== Texte extrait ==

Le texte fait partie de l’axe 3, intitulé Partager la responsabilité de tous et de toutes dans le déploiement des plans d’action EDI, des actes du colloque.
L’article qui suit vise à encourager les personnels de l’enseignement supérieur à mener des changements selon une approche ascendante en considérant systématiquement le point de vue des individus et des groupes étudiants dans leurs réflexions et leurs actions en matière d’équité, de diversité et d’inclusion.
Le mouvement inclusif qui prime au Québec depuis le début des années 2000 vise à construire une société à laquelle tous les individus, dans et avec leurs différences, peuvent participer et contribuer (Potvin, 2014). Ce mouvement repose sur le paradigme de l’inclusion voulant qu’en éducation, les établissements s’adaptent à la diversité spécifique des individus et à celle des groupes dans leur ensemble. Il met de l’avant le modèle de l’éducation inclusive – en prévoyant plus d’un parcours menant à la diplomation, par exemple – pour accroître la participation de toutes les personnes apprenantes et réduire leur exclusion des établissements, des curriculums et des cultures et communautés qui les fondent (Booth et Ainscow 2011).
Malgré les nombreuses mesures mises en place par les personnels de l’enseignement supérieur, les recherches récentes tendent à démontrer que les populations étudiantes vulnérabilisées continuent à vivre des situations d’injustice qui nuisent à leur réussite en enseignement supérieur. Par exemple, les étudiantes et étudiants noirs originaires d’Afrique subsaharienne et des Caraïbes, souvent cibles de discrimination et de marginalisation, sont moins enclins à obtenir un diplôme d’études supérieures que leurs pairs dits eurocanadiens (Kamanzi, 2021); les jeunes transgenres et non-binaires font face à des niveaux accrus de stigmatisation et de discrimination qui entraînent des problèmes de santé mentale et d’abandon scolaire (London-Nadeau et al., 2023).

===
== Données du corpus ==

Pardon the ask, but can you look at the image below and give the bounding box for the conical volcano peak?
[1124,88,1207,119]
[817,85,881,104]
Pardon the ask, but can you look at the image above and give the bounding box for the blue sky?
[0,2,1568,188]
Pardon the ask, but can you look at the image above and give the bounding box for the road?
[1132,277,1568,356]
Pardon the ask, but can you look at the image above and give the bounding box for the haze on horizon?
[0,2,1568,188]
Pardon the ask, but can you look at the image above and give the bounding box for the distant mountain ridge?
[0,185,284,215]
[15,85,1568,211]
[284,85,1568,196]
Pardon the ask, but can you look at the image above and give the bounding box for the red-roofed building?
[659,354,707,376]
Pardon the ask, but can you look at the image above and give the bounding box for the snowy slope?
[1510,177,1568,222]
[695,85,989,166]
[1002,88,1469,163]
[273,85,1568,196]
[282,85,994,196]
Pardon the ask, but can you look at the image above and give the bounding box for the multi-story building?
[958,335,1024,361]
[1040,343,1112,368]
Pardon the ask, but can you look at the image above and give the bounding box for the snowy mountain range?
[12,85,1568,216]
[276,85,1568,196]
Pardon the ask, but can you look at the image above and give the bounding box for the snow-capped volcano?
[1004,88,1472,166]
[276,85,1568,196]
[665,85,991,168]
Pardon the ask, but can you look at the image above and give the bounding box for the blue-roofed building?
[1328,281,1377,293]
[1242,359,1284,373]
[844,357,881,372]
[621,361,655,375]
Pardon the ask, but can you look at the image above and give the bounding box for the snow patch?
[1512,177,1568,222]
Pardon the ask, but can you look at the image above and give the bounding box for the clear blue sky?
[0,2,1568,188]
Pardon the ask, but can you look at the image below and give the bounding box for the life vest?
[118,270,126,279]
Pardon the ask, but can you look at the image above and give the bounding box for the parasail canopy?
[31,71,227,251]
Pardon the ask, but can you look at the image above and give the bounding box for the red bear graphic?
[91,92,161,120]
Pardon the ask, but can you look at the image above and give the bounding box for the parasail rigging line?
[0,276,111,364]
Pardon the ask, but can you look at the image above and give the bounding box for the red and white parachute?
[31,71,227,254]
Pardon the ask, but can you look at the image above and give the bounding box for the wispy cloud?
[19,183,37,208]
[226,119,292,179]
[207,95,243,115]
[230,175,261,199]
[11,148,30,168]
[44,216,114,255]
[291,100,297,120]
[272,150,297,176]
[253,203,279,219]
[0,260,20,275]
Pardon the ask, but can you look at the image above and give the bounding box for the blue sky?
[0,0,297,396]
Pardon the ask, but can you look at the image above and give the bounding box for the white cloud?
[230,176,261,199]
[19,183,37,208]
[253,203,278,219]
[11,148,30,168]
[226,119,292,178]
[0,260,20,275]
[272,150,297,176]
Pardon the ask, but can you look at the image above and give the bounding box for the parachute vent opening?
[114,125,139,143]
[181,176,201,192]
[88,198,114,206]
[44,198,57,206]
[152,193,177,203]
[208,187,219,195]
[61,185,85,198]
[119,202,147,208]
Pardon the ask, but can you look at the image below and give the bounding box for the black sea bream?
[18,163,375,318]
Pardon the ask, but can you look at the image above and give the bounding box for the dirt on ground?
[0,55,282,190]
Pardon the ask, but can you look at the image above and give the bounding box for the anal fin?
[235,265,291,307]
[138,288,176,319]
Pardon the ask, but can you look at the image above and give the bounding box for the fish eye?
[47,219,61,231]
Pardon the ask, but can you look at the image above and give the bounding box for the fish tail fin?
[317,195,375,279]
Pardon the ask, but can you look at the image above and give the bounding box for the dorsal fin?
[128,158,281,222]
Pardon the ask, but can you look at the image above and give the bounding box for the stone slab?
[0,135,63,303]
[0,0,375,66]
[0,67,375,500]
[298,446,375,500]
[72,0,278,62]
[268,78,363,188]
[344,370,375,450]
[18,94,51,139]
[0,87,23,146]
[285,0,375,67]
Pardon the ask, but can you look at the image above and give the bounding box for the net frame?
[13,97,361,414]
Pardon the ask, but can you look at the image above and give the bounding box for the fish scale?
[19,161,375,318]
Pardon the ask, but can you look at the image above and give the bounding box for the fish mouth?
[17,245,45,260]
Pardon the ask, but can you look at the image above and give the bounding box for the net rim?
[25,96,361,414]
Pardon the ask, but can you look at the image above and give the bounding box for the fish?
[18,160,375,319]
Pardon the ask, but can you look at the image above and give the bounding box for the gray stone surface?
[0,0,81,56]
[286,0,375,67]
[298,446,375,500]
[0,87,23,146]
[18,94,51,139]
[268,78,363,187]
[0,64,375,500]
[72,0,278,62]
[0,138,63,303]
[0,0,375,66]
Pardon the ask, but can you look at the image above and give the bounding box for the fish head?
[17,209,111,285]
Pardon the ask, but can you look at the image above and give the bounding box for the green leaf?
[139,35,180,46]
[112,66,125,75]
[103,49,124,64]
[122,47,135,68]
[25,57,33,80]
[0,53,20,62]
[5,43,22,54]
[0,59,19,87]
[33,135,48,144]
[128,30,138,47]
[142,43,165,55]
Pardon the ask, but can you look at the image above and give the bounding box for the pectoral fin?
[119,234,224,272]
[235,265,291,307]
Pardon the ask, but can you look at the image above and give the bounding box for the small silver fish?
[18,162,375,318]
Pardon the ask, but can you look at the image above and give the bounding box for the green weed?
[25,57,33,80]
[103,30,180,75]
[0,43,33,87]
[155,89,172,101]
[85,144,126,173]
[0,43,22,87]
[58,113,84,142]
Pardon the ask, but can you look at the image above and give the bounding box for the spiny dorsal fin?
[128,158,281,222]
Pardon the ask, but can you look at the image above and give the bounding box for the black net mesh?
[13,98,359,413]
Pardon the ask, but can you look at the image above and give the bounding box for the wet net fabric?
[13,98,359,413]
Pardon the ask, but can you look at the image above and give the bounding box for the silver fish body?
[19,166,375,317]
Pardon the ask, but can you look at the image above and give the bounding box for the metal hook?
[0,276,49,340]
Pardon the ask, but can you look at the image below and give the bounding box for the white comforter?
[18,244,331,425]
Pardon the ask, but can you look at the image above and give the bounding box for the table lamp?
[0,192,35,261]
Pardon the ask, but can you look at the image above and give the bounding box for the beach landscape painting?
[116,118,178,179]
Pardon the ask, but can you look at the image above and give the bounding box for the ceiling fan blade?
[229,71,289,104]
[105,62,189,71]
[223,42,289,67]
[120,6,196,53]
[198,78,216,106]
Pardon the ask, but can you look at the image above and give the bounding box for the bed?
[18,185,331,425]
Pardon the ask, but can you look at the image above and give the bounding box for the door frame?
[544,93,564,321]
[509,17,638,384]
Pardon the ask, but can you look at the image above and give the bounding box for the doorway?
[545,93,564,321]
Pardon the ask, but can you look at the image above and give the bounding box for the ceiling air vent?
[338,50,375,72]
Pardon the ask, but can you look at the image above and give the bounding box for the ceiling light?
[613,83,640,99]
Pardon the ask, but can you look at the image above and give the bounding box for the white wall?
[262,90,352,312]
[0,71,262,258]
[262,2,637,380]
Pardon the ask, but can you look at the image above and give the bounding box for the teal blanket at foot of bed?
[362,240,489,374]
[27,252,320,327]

===

• _Exercice proposé_
Recopiez le passage du texte sur l'éducation inclusive en commençant à "Le mouvement inclusif" et en terminant à "et Ainscow 2011).", en substituant "courant" à "mouvement".

• _Exercice corrigé_
Le courant inclusif qui prime au Québec depuis le début des années 2000 vise à construire une société à laquelle tous les individus, dans et avec leurs différences, peuvent participer et contribuer (Potvin, 2014). Ce courant repose sur le paradigme de l’inclusion voulant qu’en éducation, les établissements s’adaptent à la diversité spécifique des individus et à celle des groupes dans leur ensemble. Il met de l’avant le modèle de l’éducation inclusive – en prévoyant plus d’un parcours menant à la diplomation, par exemple – pour accroître la participation de toutes les personnes apprenantes et réduire leur exclusion des établissements, des curriculums et des cultures et communautés qui les fondent (Booth et Ainscow 2011).